* Written exercise
Transcribe verbatim every line from the line containing "Reviewer check: every instance of the fuselage" to the end of the entries, including both endpoints. Output nothing beyond those lines.

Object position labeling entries
################
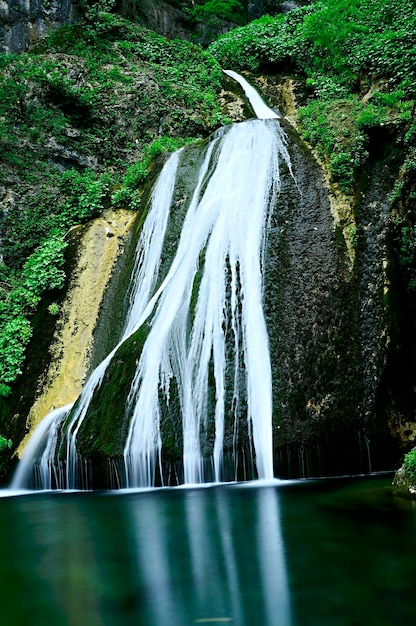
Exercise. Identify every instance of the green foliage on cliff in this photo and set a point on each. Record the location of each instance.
(409, 465)
(83, 115)
(358, 61)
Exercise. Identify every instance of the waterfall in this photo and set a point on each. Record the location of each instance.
(260, 108)
(207, 332)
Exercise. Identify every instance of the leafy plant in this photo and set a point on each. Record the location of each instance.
(409, 464)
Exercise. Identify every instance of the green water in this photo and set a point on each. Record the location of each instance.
(339, 552)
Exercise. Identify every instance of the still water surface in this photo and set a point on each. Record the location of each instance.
(330, 552)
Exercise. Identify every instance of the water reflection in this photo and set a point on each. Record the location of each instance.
(201, 561)
(300, 555)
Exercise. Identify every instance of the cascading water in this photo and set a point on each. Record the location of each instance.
(207, 327)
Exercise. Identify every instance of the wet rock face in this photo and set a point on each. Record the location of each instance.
(311, 303)
(23, 22)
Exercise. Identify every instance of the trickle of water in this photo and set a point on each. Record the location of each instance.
(262, 111)
(44, 438)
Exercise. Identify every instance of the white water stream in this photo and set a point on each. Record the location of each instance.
(191, 325)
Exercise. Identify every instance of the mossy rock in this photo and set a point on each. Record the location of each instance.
(404, 485)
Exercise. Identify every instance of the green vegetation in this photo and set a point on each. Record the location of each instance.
(82, 118)
(358, 64)
(409, 464)
(5, 444)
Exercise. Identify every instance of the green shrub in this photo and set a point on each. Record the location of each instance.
(409, 464)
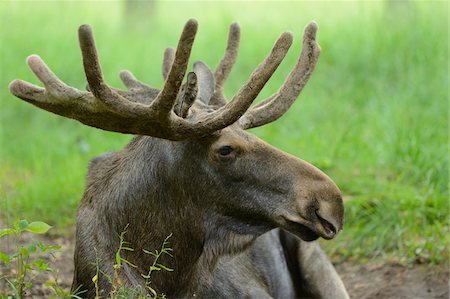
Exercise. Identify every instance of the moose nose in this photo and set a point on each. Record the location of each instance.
(330, 216)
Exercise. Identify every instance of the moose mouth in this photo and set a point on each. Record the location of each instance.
(300, 230)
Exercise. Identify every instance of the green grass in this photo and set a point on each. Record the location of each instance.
(374, 115)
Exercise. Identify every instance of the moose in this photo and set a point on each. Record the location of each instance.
(243, 214)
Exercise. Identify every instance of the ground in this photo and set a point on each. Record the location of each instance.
(374, 279)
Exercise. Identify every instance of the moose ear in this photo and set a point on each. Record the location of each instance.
(205, 80)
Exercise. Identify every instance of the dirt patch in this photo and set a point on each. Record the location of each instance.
(379, 280)
(393, 280)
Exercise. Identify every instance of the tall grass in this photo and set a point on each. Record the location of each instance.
(374, 115)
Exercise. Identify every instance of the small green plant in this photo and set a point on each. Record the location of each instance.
(25, 264)
(157, 266)
(118, 290)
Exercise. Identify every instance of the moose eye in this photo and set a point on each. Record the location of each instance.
(225, 150)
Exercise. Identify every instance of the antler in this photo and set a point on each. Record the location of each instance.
(276, 105)
(148, 111)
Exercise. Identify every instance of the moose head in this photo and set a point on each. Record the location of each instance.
(193, 169)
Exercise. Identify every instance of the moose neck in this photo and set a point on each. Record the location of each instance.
(154, 203)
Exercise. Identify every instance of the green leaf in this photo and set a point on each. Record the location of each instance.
(129, 263)
(154, 268)
(50, 284)
(31, 248)
(22, 225)
(41, 265)
(5, 258)
(38, 227)
(50, 247)
(164, 267)
(6, 231)
(24, 251)
(118, 258)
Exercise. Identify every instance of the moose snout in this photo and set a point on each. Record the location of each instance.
(317, 211)
(329, 216)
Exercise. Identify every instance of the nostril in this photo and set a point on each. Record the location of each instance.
(329, 227)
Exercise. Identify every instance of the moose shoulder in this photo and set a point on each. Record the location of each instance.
(242, 213)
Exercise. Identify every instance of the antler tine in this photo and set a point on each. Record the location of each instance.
(226, 64)
(163, 104)
(232, 111)
(276, 105)
(94, 74)
(169, 56)
(54, 87)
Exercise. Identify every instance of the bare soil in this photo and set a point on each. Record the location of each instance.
(381, 280)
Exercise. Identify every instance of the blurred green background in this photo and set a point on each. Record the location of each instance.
(374, 115)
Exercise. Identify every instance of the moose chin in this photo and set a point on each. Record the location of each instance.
(243, 214)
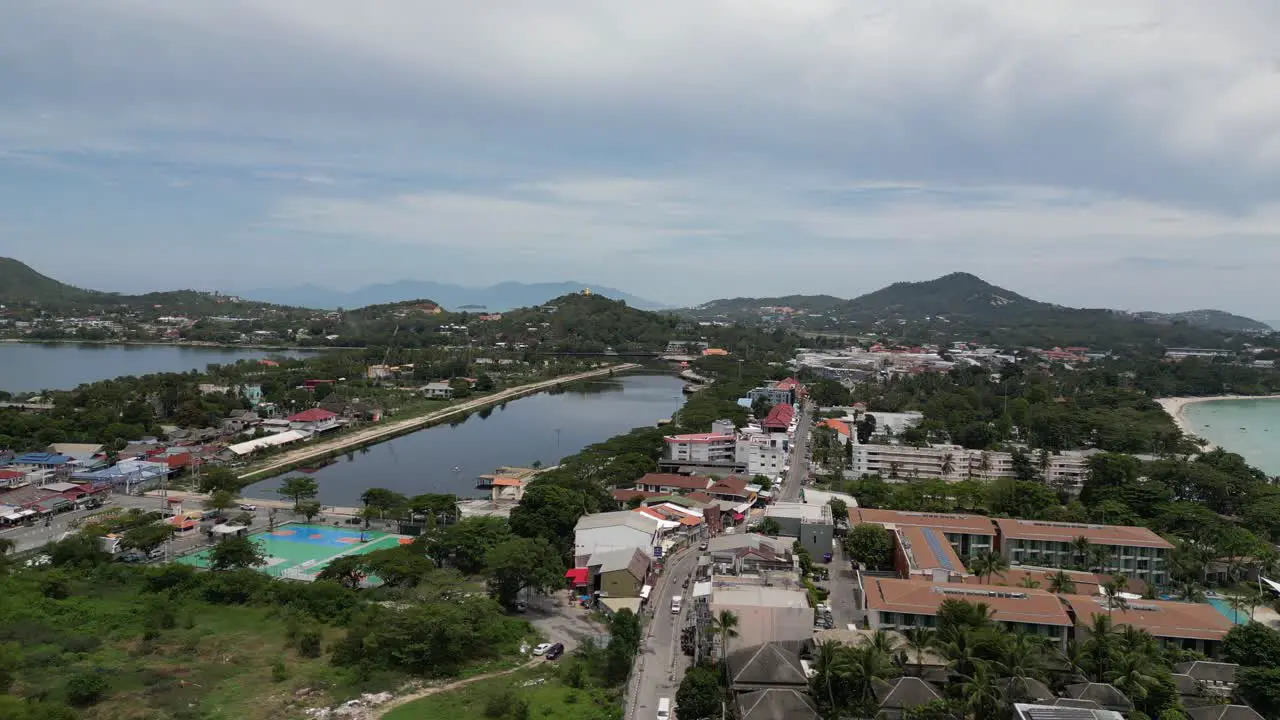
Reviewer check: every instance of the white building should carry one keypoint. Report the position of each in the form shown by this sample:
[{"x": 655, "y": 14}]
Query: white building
[
  {"x": 615, "y": 531},
  {"x": 955, "y": 463}
]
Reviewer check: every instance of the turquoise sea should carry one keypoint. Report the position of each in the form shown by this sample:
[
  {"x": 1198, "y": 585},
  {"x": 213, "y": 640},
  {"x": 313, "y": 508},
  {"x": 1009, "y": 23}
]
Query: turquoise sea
[{"x": 1248, "y": 427}]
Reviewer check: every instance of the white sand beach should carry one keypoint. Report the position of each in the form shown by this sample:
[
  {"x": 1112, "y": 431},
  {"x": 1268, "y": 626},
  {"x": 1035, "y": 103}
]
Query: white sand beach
[{"x": 1176, "y": 406}]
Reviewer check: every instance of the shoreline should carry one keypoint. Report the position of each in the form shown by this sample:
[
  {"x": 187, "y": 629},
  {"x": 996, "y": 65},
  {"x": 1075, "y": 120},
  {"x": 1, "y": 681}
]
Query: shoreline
[
  {"x": 383, "y": 432},
  {"x": 161, "y": 343},
  {"x": 1176, "y": 409}
]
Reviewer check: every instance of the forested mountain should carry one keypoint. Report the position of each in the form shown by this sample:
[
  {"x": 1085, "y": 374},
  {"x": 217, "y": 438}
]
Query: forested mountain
[
  {"x": 22, "y": 287},
  {"x": 963, "y": 306},
  {"x": 493, "y": 299}
]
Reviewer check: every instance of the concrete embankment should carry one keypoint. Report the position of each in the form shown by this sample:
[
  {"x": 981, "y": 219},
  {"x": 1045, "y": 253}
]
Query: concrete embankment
[{"x": 378, "y": 433}]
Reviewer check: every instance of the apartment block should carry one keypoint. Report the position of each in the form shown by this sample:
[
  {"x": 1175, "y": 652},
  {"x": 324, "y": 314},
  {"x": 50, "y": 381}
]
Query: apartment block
[
  {"x": 1134, "y": 552},
  {"x": 967, "y": 534},
  {"x": 894, "y": 604}
]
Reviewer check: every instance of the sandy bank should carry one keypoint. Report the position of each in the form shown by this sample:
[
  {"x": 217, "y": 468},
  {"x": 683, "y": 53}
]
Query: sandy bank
[{"x": 1176, "y": 409}]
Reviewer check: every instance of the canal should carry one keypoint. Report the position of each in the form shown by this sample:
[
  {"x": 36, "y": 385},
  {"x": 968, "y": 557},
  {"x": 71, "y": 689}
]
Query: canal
[
  {"x": 63, "y": 365},
  {"x": 449, "y": 458}
]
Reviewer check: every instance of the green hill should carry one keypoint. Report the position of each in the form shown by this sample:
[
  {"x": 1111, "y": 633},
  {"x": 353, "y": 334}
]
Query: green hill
[
  {"x": 964, "y": 306},
  {"x": 19, "y": 285}
]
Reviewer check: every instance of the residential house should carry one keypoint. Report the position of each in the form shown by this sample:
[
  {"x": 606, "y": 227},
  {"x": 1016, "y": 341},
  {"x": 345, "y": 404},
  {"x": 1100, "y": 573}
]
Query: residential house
[
  {"x": 897, "y": 604},
  {"x": 731, "y": 488},
  {"x": 1134, "y": 552},
  {"x": 1189, "y": 625},
  {"x": 668, "y": 483},
  {"x": 1106, "y": 696},
  {"x": 810, "y": 524},
  {"x": 618, "y": 573},
  {"x": 766, "y": 613},
  {"x": 899, "y": 697},
  {"x": 437, "y": 391},
  {"x": 968, "y": 534},
  {"x": 615, "y": 531},
  {"x": 315, "y": 420}
]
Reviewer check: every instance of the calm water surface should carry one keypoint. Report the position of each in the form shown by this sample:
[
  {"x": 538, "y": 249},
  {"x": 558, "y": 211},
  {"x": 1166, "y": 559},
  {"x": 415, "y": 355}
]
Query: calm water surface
[
  {"x": 63, "y": 365},
  {"x": 543, "y": 427},
  {"x": 1248, "y": 427}
]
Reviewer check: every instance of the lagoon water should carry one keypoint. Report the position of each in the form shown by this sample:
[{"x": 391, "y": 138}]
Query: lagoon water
[
  {"x": 63, "y": 365},
  {"x": 1247, "y": 427},
  {"x": 543, "y": 427}
]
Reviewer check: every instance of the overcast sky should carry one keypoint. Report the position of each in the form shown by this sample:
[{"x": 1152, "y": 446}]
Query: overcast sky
[{"x": 1123, "y": 154}]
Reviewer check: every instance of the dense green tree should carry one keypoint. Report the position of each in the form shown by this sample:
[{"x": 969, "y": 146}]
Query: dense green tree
[
  {"x": 871, "y": 545},
  {"x": 233, "y": 554},
  {"x": 517, "y": 564},
  {"x": 699, "y": 696},
  {"x": 298, "y": 488}
]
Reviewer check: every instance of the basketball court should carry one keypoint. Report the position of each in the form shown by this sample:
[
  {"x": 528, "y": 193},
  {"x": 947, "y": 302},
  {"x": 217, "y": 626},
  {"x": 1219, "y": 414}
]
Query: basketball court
[{"x": 300, "y": 552}]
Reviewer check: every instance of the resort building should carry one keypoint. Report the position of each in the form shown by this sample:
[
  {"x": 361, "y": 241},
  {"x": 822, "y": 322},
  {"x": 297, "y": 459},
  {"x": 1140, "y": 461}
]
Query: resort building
[
  {"x": 968, "y": 534},
  {"x": 1189, "y": 625},
  {"x": 709, "y": 449},
  {"x": 1134, "y": 552},
  {"x": 894, "y": 604},
  {"x": 810, "y": 524}
]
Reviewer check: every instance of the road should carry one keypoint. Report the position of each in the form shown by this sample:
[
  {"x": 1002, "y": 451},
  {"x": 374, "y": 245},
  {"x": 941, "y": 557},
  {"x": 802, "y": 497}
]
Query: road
[
  {"x": 661, "y": 664},
  {"x": 387, "y": 431},
  {"x": 799, "y": 456}
]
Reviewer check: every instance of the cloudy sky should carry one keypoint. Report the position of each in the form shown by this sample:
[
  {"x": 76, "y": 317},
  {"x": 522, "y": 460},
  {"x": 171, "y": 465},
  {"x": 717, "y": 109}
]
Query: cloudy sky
[{"x": 1121, "y": 153}]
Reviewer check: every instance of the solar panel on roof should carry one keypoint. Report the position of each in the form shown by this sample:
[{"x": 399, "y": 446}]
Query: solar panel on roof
[{"x": 931, "y": 537}]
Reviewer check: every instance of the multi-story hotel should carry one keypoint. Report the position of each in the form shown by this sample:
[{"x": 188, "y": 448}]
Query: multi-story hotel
[
  {"x": 955, "y": 463},
  {"x": 967, "y": 534},
  {"x": 891, "y": 604},
  {"x": 1134, "y": 552}
]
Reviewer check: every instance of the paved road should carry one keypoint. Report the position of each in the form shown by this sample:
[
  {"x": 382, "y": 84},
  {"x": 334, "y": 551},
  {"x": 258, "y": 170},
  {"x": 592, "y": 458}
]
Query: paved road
[
  {"x": 662, "y": 665},
  {"x": 799, "y": 456}
]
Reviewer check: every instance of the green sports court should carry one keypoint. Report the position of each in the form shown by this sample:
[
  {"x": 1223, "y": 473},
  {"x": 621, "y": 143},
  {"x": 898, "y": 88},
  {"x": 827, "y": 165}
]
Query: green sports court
[{"x": 298, "y": 552}]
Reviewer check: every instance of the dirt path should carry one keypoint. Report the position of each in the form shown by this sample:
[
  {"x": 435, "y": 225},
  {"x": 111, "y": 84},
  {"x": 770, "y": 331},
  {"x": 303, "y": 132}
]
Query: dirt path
[
  {"x": 400, "y": 427},
  {"x": 405, "y": 700}
]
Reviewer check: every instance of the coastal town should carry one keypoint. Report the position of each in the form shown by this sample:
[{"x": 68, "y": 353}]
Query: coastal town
[{"x": 784, "y": 520}]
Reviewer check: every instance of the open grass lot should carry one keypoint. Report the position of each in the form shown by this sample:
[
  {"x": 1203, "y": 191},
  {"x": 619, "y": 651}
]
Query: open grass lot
[
  {"x": 548, "y": 700},
  {"x": 163, "y": 659}
]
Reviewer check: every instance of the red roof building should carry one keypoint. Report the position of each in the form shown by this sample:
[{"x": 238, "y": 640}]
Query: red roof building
[
  {"x": 780, "y": 418},
  {"x": 314, "y": 415}
]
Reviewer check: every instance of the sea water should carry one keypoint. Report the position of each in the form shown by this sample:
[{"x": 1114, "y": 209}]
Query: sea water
[{"x": 1247, "y": 427}]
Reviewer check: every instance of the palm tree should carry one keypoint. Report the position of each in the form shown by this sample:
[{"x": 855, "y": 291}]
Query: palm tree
[
  {"x": 1061, "y": 583},
  {"x": 918, "y": 642},
  {"x": 987, "y": 564},
  {"x": 981, "y": 696},
  {"x": 725, "y": 624},
  {"x": 949, "y": 465},
  {"x": 827, "y": 664},
  {"x": 1080, "y": 547},
  {"x": 1238, "y": 602},
  {"x": 1134, "y": 674},
  {"x": 1100, "y": 648}
]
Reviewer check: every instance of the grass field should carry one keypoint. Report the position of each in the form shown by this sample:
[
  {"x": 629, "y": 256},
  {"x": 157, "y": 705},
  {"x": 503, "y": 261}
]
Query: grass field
[
  {"x": 548, "y": 700},
  {"x": 307, "y": 548}
]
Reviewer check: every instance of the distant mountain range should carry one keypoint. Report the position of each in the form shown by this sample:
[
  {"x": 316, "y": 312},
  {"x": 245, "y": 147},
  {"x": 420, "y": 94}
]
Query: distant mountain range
[
  {"x": 958, "y": 300},
  {"x": 498, "y": 297}
]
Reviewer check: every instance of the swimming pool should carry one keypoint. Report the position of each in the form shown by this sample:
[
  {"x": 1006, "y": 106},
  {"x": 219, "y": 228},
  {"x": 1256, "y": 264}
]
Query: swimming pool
[{"x": 1223, "y": 606}]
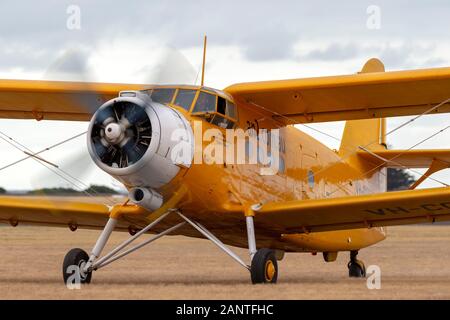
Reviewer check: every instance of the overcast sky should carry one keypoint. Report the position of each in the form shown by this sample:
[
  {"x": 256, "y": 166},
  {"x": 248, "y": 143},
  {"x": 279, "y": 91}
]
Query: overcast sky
[{"x": 129, "y": 41}]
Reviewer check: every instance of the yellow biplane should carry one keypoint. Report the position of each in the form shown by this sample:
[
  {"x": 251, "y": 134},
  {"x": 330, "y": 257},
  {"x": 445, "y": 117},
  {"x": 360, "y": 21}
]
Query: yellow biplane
[{"x": 317, "y": 199}]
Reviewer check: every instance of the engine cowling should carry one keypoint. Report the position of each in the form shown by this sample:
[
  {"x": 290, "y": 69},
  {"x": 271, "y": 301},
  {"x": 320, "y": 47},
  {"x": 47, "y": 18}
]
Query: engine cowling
[{"x": 132, "y": 138}]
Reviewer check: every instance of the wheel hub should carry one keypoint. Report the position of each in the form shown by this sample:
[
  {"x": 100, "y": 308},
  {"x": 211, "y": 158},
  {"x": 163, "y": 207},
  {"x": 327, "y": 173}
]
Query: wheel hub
[{"x": 270, "y": 270}]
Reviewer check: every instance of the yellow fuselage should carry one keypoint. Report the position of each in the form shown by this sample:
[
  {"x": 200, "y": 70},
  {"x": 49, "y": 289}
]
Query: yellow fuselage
[{"x": 220, "y": 193}]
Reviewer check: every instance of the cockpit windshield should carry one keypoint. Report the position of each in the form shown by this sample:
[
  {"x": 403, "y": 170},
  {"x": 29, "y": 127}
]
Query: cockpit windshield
[
  {"x": 162, "y": 95},
  {"x": 206, "y": 102}
]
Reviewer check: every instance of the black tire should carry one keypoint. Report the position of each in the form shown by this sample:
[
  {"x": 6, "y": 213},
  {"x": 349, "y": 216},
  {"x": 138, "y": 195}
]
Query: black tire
[
  {"x": 264, "y": 267},
  {"x": 356, "y": 269},
  {"x": 76, "y": 257}
]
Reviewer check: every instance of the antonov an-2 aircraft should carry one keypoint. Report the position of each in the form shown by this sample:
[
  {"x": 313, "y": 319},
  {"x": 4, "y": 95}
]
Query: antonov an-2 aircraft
[{"x": 317, "y": 199}]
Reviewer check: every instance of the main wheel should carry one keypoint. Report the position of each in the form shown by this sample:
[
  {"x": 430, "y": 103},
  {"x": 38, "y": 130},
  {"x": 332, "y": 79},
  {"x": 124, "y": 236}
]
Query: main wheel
[
  {"x": 356, "y": 269},
  {"x": 73, "y": 265},
  {"x": 264, "y": 267}
]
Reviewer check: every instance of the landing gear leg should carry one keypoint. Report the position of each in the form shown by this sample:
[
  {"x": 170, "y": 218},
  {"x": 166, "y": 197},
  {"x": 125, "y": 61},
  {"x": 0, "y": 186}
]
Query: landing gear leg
[
  {"x": 264, "y": 268},
  {"x": 356, "y": 268},
  {"x": 80, "y": 262}
]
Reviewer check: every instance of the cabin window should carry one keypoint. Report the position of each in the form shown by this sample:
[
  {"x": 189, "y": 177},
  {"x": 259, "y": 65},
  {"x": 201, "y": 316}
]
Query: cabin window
[
  {"x": 163, "y": 95},
  {"x": 282, "y": 165},
  {"x": 184, "y": 98},
  {"x": 222, "y": 122},
  {"x": 205, "y": 103},
  {"x": 221, "y": 105},
  {"x": 311, "y": 179},
  {"x": 230, "y": 110}
]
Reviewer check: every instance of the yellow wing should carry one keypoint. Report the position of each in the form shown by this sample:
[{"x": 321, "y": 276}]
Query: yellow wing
[
  {"x": 365, "y": 211},
  {"x": 348, "y": 97},
  {"x": 74, "y": 212},
  {"x": 56, "y": 100}
]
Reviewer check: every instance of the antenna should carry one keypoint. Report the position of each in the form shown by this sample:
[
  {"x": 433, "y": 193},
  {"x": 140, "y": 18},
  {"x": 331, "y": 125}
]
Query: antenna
[{"x": 204, "y": 61}]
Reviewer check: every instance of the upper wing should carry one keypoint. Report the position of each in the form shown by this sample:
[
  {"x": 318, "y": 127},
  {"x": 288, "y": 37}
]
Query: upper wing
[
  {"x": 61, "y": 211},
  {"x": 358, "y": 96},
  {"x": 407, "y": 158},
  {"x": 56, "y": 100},
  {"x": 391, "y": 208}
]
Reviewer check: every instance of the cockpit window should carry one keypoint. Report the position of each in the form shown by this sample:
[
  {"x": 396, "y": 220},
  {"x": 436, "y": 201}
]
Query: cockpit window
[
  {"x": 162, "y": 95},
  {"x": 222, "y": 122},
  {"x": 205, "y": 103},
  {"x": 184, "y": 98},
  {"x": 230, "y": 111}
]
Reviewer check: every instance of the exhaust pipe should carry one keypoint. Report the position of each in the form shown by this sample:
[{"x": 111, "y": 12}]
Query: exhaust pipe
[{"x": 146, "y": 198}]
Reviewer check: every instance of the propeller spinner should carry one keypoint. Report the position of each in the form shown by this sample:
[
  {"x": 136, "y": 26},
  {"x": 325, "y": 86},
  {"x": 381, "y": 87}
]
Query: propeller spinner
[{"x": 121, "y": 133}]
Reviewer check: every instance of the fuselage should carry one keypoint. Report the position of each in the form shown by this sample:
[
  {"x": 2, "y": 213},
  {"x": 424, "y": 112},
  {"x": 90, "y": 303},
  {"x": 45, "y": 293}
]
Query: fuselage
[
  {"x": 221, "y": 189},
  {"x": 219, "y": 192}
]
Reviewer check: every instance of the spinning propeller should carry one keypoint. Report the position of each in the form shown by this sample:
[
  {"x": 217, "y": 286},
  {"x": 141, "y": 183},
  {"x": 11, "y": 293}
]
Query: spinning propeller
[{"x": 121, "y": 131}]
################
* Output of the task
Reviewer check: every instance of the fuselage should carry one keypoint. Report the position of each in the form shown by this sample:
[
  {"x": 2, "y": 213},
  {"x": 424, "y": 112},
  {"x": 90, "y": 303},
  {"x": 45, "y": 293}
]
Query: fuselage
[
  {"x": 221, "y": 189},
  {"x": 219, "y": 192}
]
Reviewer check: every instance of the spinning propeller should carry one keypoint. Report the position of each in the form shown by this sample:
[
  {"x": 217, "y": 286},
  {"x": 141, "y": 183},
  {"x": 11, "y": 293}
]
Query: spinning propeller
[{"x": 121, "y": 131}]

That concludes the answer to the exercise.